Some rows
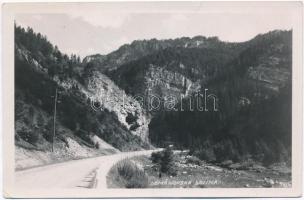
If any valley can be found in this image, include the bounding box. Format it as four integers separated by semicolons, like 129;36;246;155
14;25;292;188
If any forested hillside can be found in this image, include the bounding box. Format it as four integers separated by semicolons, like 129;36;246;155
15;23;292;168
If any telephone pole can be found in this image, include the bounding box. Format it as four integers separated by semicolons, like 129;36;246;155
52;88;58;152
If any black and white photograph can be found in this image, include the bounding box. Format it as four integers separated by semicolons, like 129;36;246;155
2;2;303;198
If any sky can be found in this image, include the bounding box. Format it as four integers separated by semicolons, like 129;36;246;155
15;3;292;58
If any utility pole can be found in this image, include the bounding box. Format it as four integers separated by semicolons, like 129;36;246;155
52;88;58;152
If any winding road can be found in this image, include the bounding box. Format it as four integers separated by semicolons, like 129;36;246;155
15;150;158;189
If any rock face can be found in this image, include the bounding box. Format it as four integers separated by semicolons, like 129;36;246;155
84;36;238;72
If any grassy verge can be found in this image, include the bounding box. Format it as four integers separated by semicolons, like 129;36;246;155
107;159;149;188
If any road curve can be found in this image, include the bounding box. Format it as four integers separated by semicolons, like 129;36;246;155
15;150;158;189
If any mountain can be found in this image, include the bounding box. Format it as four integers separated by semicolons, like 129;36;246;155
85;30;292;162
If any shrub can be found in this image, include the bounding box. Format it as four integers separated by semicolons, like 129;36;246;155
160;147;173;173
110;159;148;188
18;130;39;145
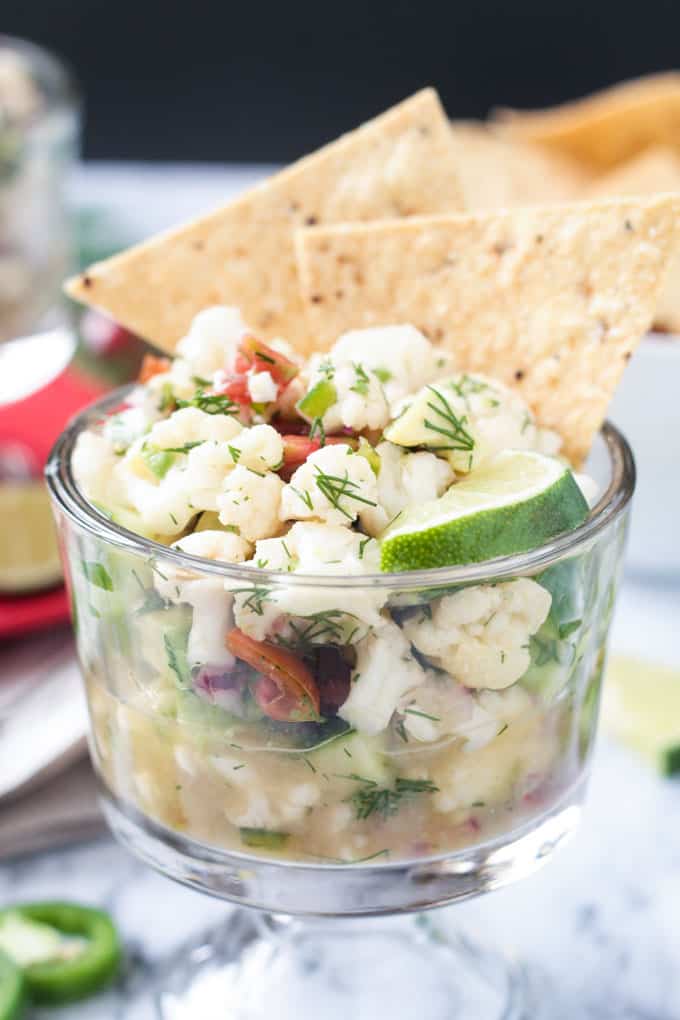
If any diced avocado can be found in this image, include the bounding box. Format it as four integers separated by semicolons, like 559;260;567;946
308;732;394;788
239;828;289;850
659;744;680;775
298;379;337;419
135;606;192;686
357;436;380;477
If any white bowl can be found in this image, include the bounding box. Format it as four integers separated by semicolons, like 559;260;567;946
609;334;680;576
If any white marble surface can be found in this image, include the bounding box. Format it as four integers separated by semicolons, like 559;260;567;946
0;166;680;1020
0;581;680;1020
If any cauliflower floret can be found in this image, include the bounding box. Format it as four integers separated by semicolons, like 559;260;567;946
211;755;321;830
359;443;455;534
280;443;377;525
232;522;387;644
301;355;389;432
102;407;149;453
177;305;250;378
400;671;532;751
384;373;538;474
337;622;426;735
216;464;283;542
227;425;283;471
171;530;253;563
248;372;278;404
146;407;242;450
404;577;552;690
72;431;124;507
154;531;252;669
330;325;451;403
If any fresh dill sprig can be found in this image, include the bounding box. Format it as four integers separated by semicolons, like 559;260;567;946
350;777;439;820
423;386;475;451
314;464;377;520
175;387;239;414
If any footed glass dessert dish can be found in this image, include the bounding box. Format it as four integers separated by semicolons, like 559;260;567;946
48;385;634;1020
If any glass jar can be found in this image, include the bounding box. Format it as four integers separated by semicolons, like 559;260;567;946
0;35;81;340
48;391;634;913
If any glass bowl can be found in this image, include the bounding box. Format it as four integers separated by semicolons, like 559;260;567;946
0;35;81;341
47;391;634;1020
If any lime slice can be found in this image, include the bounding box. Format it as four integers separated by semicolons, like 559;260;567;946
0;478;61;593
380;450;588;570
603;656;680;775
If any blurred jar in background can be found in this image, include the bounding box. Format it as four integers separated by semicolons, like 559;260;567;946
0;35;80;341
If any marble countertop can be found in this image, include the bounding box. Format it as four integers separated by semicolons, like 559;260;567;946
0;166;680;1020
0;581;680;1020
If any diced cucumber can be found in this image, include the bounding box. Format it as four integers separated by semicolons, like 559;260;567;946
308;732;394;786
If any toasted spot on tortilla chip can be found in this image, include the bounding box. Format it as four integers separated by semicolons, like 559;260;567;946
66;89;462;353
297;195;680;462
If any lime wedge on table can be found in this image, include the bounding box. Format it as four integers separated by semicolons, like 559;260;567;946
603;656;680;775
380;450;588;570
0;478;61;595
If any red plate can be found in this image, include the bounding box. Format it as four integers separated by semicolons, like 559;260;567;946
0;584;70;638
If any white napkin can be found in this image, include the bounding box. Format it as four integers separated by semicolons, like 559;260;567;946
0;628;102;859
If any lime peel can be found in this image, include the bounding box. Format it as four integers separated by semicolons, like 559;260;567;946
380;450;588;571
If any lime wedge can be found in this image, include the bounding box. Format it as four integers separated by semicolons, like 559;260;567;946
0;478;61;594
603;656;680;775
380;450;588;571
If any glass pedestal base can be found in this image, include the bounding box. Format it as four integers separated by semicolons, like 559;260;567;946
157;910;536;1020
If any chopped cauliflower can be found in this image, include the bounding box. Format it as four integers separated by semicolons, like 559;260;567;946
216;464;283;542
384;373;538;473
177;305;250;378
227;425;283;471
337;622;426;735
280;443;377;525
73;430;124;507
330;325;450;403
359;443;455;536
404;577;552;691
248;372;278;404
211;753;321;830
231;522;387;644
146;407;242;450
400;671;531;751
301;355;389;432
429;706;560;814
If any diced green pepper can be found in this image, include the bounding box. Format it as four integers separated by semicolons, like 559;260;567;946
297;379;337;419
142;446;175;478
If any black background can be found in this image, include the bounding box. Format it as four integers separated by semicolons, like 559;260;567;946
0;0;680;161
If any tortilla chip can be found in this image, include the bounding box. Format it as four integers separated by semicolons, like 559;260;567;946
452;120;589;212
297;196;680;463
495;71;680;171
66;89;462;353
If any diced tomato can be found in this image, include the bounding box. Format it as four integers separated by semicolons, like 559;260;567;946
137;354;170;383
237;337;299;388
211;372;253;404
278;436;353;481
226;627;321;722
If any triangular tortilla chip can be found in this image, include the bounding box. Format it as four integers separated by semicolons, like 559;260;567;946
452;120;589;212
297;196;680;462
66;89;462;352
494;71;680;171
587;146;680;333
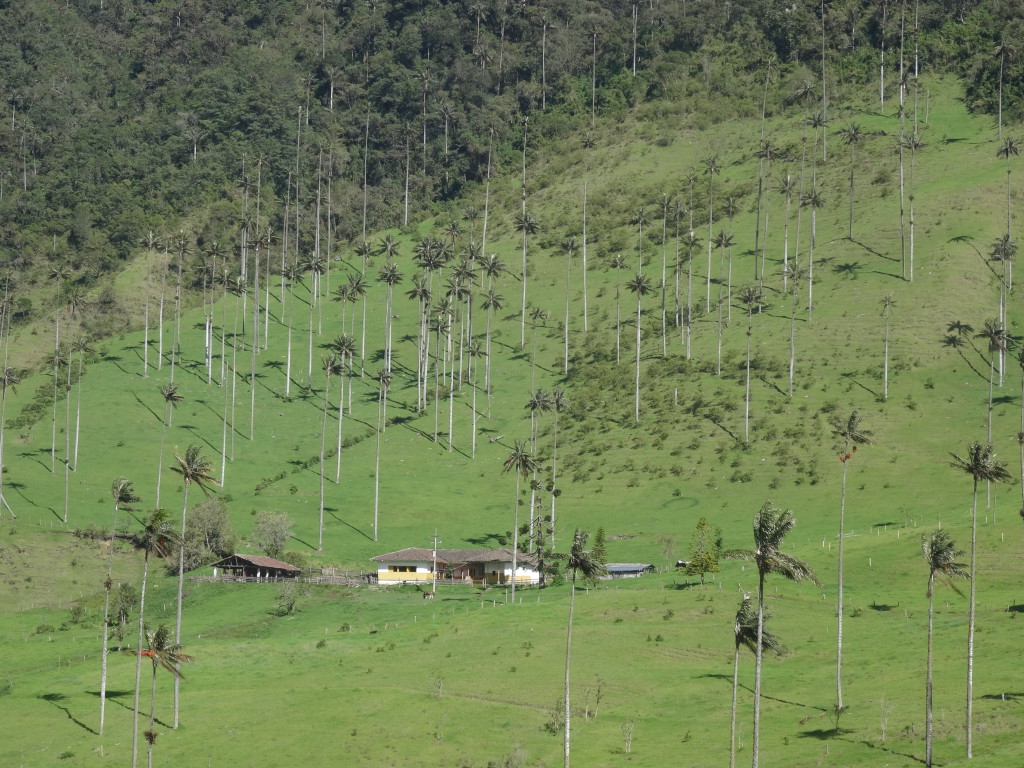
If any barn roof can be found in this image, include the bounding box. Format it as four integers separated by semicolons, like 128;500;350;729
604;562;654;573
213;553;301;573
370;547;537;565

==

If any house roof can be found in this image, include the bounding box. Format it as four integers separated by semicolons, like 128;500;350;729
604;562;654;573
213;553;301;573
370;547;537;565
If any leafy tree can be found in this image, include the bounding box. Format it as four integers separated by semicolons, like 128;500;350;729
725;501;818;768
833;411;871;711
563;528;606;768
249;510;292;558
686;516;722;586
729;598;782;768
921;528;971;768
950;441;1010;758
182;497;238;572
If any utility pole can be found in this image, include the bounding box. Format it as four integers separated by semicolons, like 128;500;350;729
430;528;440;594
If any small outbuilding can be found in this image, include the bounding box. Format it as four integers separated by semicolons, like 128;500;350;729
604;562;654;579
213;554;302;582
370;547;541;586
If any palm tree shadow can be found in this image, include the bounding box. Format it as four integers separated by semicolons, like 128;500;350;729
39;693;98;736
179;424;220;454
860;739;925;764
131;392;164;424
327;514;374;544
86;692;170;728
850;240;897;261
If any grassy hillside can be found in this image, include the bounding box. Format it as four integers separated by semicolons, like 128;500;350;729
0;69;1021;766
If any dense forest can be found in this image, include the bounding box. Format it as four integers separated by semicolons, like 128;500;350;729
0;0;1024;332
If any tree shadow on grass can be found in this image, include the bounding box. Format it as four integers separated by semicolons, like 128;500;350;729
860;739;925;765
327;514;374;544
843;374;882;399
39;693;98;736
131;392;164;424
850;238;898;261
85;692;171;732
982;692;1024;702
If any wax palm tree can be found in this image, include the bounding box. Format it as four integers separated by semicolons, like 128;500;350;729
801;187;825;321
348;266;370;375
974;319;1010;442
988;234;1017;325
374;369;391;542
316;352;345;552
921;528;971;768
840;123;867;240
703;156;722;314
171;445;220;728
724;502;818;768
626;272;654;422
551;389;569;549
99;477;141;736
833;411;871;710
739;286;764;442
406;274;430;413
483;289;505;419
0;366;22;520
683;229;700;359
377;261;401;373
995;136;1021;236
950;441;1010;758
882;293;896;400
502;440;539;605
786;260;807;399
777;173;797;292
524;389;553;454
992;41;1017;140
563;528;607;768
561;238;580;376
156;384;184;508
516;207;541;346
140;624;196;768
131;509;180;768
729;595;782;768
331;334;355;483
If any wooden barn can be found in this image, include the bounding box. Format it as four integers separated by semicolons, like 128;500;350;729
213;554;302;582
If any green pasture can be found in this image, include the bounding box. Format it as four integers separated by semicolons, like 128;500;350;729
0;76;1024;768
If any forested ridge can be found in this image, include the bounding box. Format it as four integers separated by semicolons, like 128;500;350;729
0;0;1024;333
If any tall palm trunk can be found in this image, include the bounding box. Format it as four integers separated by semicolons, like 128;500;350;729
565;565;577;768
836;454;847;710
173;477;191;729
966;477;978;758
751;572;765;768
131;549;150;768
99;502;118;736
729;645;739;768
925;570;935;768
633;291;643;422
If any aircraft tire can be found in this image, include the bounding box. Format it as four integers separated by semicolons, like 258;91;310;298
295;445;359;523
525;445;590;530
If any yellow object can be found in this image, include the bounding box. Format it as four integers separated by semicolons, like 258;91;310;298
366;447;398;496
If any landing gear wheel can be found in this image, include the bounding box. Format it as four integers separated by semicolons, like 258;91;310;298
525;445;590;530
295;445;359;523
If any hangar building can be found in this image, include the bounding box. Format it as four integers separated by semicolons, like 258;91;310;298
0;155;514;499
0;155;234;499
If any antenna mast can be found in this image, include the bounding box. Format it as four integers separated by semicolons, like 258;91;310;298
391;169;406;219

* _STATED GOAL_
Rewrite the lines starting with the one containing "If any valley" and going on through the one containing "14;25;292;188". Put "canyon" in place of "valley" and keep everything else the same.

* _THE OUTPUT_
If any canyon can be found in this image, include the bounding box. Format it as four integers separated by semicolons, like 129;36;246;155
14;25;292;188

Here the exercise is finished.